Source records:

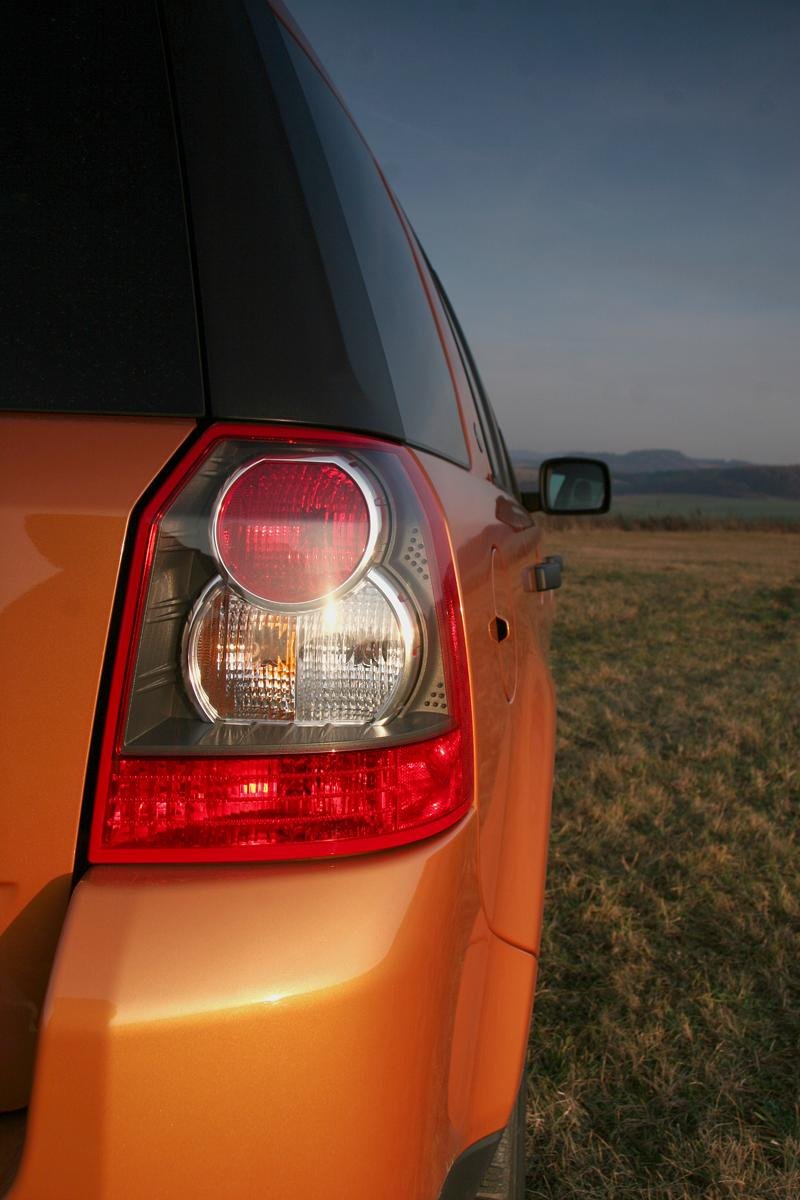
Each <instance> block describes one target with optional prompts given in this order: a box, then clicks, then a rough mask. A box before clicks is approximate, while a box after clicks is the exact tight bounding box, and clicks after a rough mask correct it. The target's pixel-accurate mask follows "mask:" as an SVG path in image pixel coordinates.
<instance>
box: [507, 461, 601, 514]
mask: <svg viewBox="0 0 800 1200" xmlns="http://www.w3.org/2000/svg"><path fill="white" fill-rule="evenodd" d="M610 502H612V480H610V472H609V469H608V467H607V466H606V463H604V462H601V461H600V458H546V460H545V462H543V463H542V464H541V467H540V468H539V491H537V492H523V493H522V503H523V504H524V506H525V508H527V509H528V511H529V512H540V511H541V512H549V514H551V515H552V516H589V515H595V514H601V512H608V509H609V508H610Z"/></svg>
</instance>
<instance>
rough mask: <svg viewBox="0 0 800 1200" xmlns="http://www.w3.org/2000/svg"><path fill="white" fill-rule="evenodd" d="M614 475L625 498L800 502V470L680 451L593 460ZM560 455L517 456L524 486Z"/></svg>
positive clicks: (522, 481)
mask: <svg viewBox="0 0 800 1200" xmlns="http://www.w3.org/2000/svg"><path fill="white" fill-rule="evenodd" d="M572 454H573V455H577V456H579V457H590V458H602V460H603V461H604V462H607V463H608V467H609V469H610V473H612V484H613V493H614V496H615V497H622V496H655V494H661V496H666V494H672V496H693V497H700V496H717V497H726V498H728V499H740V500H753V499H781V500H800V466H793V467H765V466H759V464H758V463H744V462H736V461H734V460H728V458H690V457H688V455H685V454H681V452H680V450H631V451H630V452H628V454H589V455H581V452H579V451H577V450H573V451H572ZM546 457H547V458H555V457H559V456H558V455H536V454H518V455H515V456H513V461H515V467H516V468H517V474H518V476H519V480H521V482H522V484H523V486H525V485H534V486H535V479H536V474H537V470H539V464H540V462H542V460H543V458H546Z"/></svg>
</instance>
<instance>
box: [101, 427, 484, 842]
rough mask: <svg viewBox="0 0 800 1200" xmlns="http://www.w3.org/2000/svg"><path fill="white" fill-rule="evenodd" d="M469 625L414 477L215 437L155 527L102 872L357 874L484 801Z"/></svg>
mask: <svg viewBox="0 0 800 1200" xmlns="http://www.w3.org/2000/svg"><path fill="white" fill-rule="evenodd" d="M465 661H467V660H465V649H464V638H463V628H462V620H461V610H459V605H458V598H457V589H456V582H455V575H453V568H452V560H451V554H450V548H449V542H447V536H446V530H445V527H444V521H443V517H441V514H440V510H439V508H438V504H437V500H435V497H433V494H432V493H431V488H429V485H428V482H427V480H426V479H425V476H423V474H422V472H421V470H420V468H419V466H417V463H416V460H415V458H414V457H413V455H411V454H410V451H408V450H405V449H404V448H397V446H390V445H386V444H384V443H379V442H374V440H372V439H367V438H359V437H350V436H348V437H347V438H345V437H343V436H339V434H332V433H327V434H326V433H319V432H314V433H305V432H302V431H293V432H291V433H290V434H289V433H287V431H285V430H282V431H276V430H266V428H258V430H257V431H253V430H252V428H245V427H233V426H230V427H221V426H217V427H215V428H212V430H210V431H207V432H206V433H205V434H204V436H203V438H201V439H200V440H199V442H198V443H196V445H194V446H193V449H192V451H191V452H190V455H188V456H187V458H186V460H185V461H184V462H182V463H181V464H180V467H179V468H178V469H176V470H175V472H174V473H173V475H172V476H170V478H169V479H168V480H167V481H166V482H164V485H163V486H162V488H161V490H160V492H158V494H157V496H156V497H155V498H154V500H152V502H151V504H150V505H149V506H148V509H146V511H145V512H144V514H143V517H142V521H140V524H139V528H138V530H137V536H136V545H134V552H133V563H132V572H131V578H130V582H128V592H127V595H126V599H125V608H124V616H122V628H121V636H120V644H119V647H118V655H116V661H115V666H114V673H113V680H112V689H110V698H109V708H108V713H107V718H106V728H104V736H103V742H102V750H101V762H100V770H98V782H97V794H96V800H95V811H94V818H92V828H91V838H90V851H89V858H90V860H91V862H96V863H101V862H225V860H265V859H276V858H277V859H279V858H312V857H320V856H330V854H350V853H359V852H363V851H369V850H379V848H384V847H389V846H397V845H403V844H405V842H409V841H414V840H416V839H420V838H425V836H428V835H431V834H433V833H438V832H440V830H441V829H445V828H446V827H447V826H450V824H452V823H453V822H456V821H457V820H458V818H459V817H462V816H463V815H464V812H465V811H467V810H468V809H469V805H470V803H471V785H473V764H471V724H470V712H469V686H468V678H467V667H465Z"/></svg>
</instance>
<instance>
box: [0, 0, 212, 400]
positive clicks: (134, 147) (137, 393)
mask: <svg viewBox="0 0 800 1200" xmlns="http://www.w3.org/2000/svg"><path fill="white" fill-rule="evenodd" d="M0 110H1V112H2V145H1V148H0V164H1V166H0V173H1V175H2V184H1V186H0V257H1V259H2V264H4V266H2V282H1V284H0V372H1V374H0V378H1V383H0V408H6V409H23V410H25V409H28V410H31V409H32V410H53V412H86V413H168V414H174V415H194V414H200V413H203V408H204V400H203V388H201V376H200V365H199V350H198V338H197V326H196V316H194V298H193V283H192V270H191V258H190V251H188V241H187V233H186V221H185V215H184V200H182V194H181V181H180V172H179V162H178V155H176V150H175V133H174V127H173V118H172V108H170V98H169V85H168V77H167V72H166V66H164V59H163V50H162V43H161V34H160V29H158V20H157V13H156V6H155V4H124V2H121V0H103V2H101V0H94V2H91V0H85V2H82V4H65V2H64V0H42V2H35V4H31V2H30V0H10V2H7V4H5V5H4V6H2V19H1V35H0Z"/></svg>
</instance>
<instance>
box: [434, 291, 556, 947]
mask: <svg viewBox="0 0 800 1200" xmlns="http://www.w3.org/2000/svg"><path fill="white" fill-rule="evenodd" d="M431 278H432V281H433V284H434V286H435V296H437V300H438V304H439V305H440V306H441V311H443V314H444V317H445V322H446V324H445V344H447V342H449V341H450V343H451V344H450V347H449V349H450V352H451V354H453V353H455V355H456V359H455V361H456V372H455V373H456V377H457V383H458V390H459V398H461V403H462V412H463V413H464V416H465V425H467V427H468V428H467V433H468V437H469V439H470V442H471V446H470V449H471V456H473V466H471V473H473V475H474V476H479V478H477V479H476V480H475V486H474V492H475V494H474V496H473V498H471V504H470V506H474V508H475V510H476V511H480V512H481V514H482V528H481V530H480V534H479V535H477V536H479V540H480V546H477V547H474V550H473V553H471V554H470V565H469V566H468V568H467V571H465V572H464V574H465V575H467V576H469V574H470V571H475V572H477V575H479V576H480V575H481V574H482V576H483V578H482V583H483V587H482V593H483V595H485V601H483V606H482V611H480V606H479V613H477V614H475V616H473V614H471V613H469V612H468V613H467V618H468V622H470V618H471V622H470V623H471V625H473V630H474V632H473V640H471V646H473V647H474V653H473V667H474V671H475V674H476V678H475V682H474V696H475V706H476V713H475V731H476V749H477V755H476V762H477V779H479V799H480V806H481V851H480V854H481V880H482V889H483V901H485V906H486V911H487V917H488V919H489V922H491V925H492V928H493V930H494V932H495V934H498V935H499V936H501V937H504V938H505V940H506V941H509V942H512V943H513V944H516V946H519V947H521V948H524V949H528V950H533V952H536V950H537V948H539V941H540V934H541V914H542V905H543V892H545V875H546V865H547V839H548V833H549V814H551V792H552V781H553V756H554V728H555V704H554V694H553V684H552V678H551V673H549V668H548V665H547V648H548V642H549V629H551V624H552V619H553V592H536V590H530V587H531V581H533V577H534V576H533V572H531V571H529V570H528V568H530V566H533V565H534V564H536V563H537V562H540V560H541V558H542V532H541V528H540V527H539V526H537V524H536V522H535V521H534V518H533V517H531V515H530V514H529V512H527V511H525V509H524V508H523V506H522V504H521V503H519V498H518V492H517V485H516V480H515V476H513V469H512V467H511V462H510V458H509V454H507V450H506V446H505V442H504V438H503V434H501V431H500V427H499V425H498V422H497V419H495V416H494V413H493V410H492V406H491V403H489V400H488V397H487V395H486V391H485V389H483V385H482V382H481V378H480V374H479V372H477V368H476V366H475V361H474V358H473V355H471V353H470V349H469V346H468V343H467V341H465V338H464V336H463V332H462V330H461V326H459V324H458V319H457V317H456V314H455V312H453V310H452V306H451V305H450V301H449V300H447V296H446V294H445V292H444V288H443V287H441V283H440V281H439V280H438V277H437V276H435V274H434V272H433V271H431ZM479 480H480V482H479ZM449 516H450V517H451V520H452V515H451V514H450V512H449ZM474 536H475V535H474ZM468 541H469V539H468ZM462 582H463V583H464V581H462ZM465 590H467V592H469V587H467V588H465ZM479 590H481V589H480V588H479ZM468 607H469V606H468Z"/></svg>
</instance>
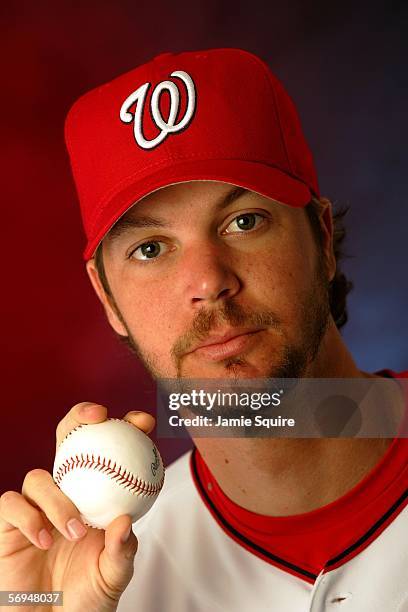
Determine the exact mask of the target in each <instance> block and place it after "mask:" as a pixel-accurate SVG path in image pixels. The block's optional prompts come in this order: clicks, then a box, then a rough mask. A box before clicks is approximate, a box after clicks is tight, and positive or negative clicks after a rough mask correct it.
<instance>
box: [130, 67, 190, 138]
mask: <svg viewBox="0 0 408 612" xmlns="http://www.w3.org/2000/svg"><path fill="white" fill-rule="evenodd" d="M170 76H171V77H176V78H178V79H181V80H182V81H183V83H184V85H185V87H186V91H187V106H186V111H185V114H184V117H183V118H182V119H180V121H179V122H178V123H176V118H177V114H178V112H179V109H180V89H179V85H178V83H174V82H173V81H161V83H158V84H157V85H156V87H155V88H154V90H153V93H152V97H151V100H150V114H151V117H152V119H153V122H154V123H155V125H156V126H157V127H158V129H159V130H160V134H158V135H157V136H156V138H153V139H152V140H147V139H146V138H145V137H144V135H143V125H142V117H143V110H144V105H145V101H146V95H147V92H148V89H149V87H150V85H151V84H150V83H144V85H141V86H140V87H138V89H136V91H134V92H132V93H131V94H130V95H129V96H128V97H127V98H126V100H125V101H124V102H123V104H122V106H121V109H120V119H121V121H123V123H132V121H133V132H134V137H135V140H136V142H137V144H138V145H139V147H142V149H153V148H154V147H157V145H159V144H160V143H161V142H163V140H164V139H165V138H167V136H168V135H169V134H174V133H176V132H180V131H181V130H183V129H184V128H186V127H187V126H188V124H189V123H190V121H191V119H192V118H193V115H194V111H195V107H196V91H195V86H194V82H193V79H192V78H191V76H190V75H189V74H187V72H184V71H183V70H175V71H174V72H172V73H171V75H170ZM163 91H168V93H169V95H170V109H169V116H168V119H167V121H166V120H165V119H164V118H163V115H162V114H161V111H160V96H161V94H162V92H163ZM134 104H136V108H135V111H134V114H132V112H130V108H131V107H132V106H133V105H134Z"/></svg>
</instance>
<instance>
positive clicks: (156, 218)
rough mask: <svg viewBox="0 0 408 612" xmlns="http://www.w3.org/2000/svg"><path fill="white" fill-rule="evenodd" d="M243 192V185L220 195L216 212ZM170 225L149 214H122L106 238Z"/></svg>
mask: <svg viewBox="0 0 408 612" xmlns="http://www.w3.org/2000/svg"><path fill="white" fill-rule="evenodd" d="M245 193H248V189H244V188H243V187H234V188H233V189H231V191H229V192H228V193H227V194H226V195H224V196H222V197H221V198H220V199H219V200H218V202H216V204H215V210H216V211H217V212H218V211H220V210H222V209H223V208H226V207H227V206H229V205H230V204H232V202H235V201H236V200H238V199H239V198H240V197H242V196H243V195H244V194H245ZM171 226H172V223H169V222H168V221H166V220H165V219H162V218H160V217H152V216H150V215H139V216H135V217H132V216H129V215H128V216H127V215H124V216H123V217H121V218H120V219H118V221H117V222H116V223H115V225H114V226H113V227H112V228H111V229H110V230H109V232H108V238H109V240H113V239H115V238H119V236H122V235H123V234H125V233H126V232H128V231H130V230H132V229H145V228H149V227H155V228H157V227H161V228H162V227H171Z"/></svg>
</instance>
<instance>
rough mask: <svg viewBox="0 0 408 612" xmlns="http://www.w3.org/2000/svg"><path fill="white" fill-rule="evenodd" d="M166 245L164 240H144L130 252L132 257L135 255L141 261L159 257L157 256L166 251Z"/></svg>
mask: <svg viewBox="0 0 408 612" xmlns="http://www.w3.org/2000/svg"><path fill="white" fill-rule="evenodd" d="M165 247H166V245H165V243H164V242H158V241H157V242H156V241H154V242H144V243H143V244H141V245H140V246H138V247H137V249H135V250H134V251H133V252H132V253H131V254H130V257H134V258H135V259H139V260H141V261H146V260H147V259H157V257H158V256H159V255H161V254H162V253H163V252H164V250H165Z"/></svg>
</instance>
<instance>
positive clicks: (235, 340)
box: [191, 329, 264, 361]
mask: <svg viewBox="0 0 408 612" xmlns="http://www.w3.org/2000/svg"><path fill="white" fill-rule="evenodd" d="M261 331H264V329H255V330H254V329H252V330H236V329H235V330H231V331H230V332H229V333H226V334H223V335H220V336H211V337H209V338H207V340H206V341H205V342H203V343H201V344H200V345H198V346H197V347H196V348H195V349H194V350H193V351H191V354H196V355H199V356H200V357H203V358H205V359H210V360H211V361H221V360H222V359H227V358H228V357H234V356H235V355H239V354H240V353H242V352H243V351H244V350H246V349H248V347H249V346H250V345H251V344H252V343H253V342H254V339H255V338H256V337H257V336H258V334H259V333H260V332H261Z"/></svg>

Task:
Copy each line containing the word "prompts" from the data.

Exercise response:
Each <instance> block describes one target with optional prompts given in this order: a box, then clicks, then a rough mask. A box before clicks is approximate, while a box after clicks is the exact tight bounding box, and clicks after a rough mask correct it. The target's pixel-accurate mask follows "mask:" as an SVG path in image pixel coordinates.
Determine the exact mask of the target in each <instance> block and place it after "mask:" as a pixel-accurate SVG path in image pixels. The block's optional prompts come in this order: clicks, then a box, then a rough mask. A box before clicks is approximate, a box after clicks is tight, and positive or negative clicks after a rough mask correct it.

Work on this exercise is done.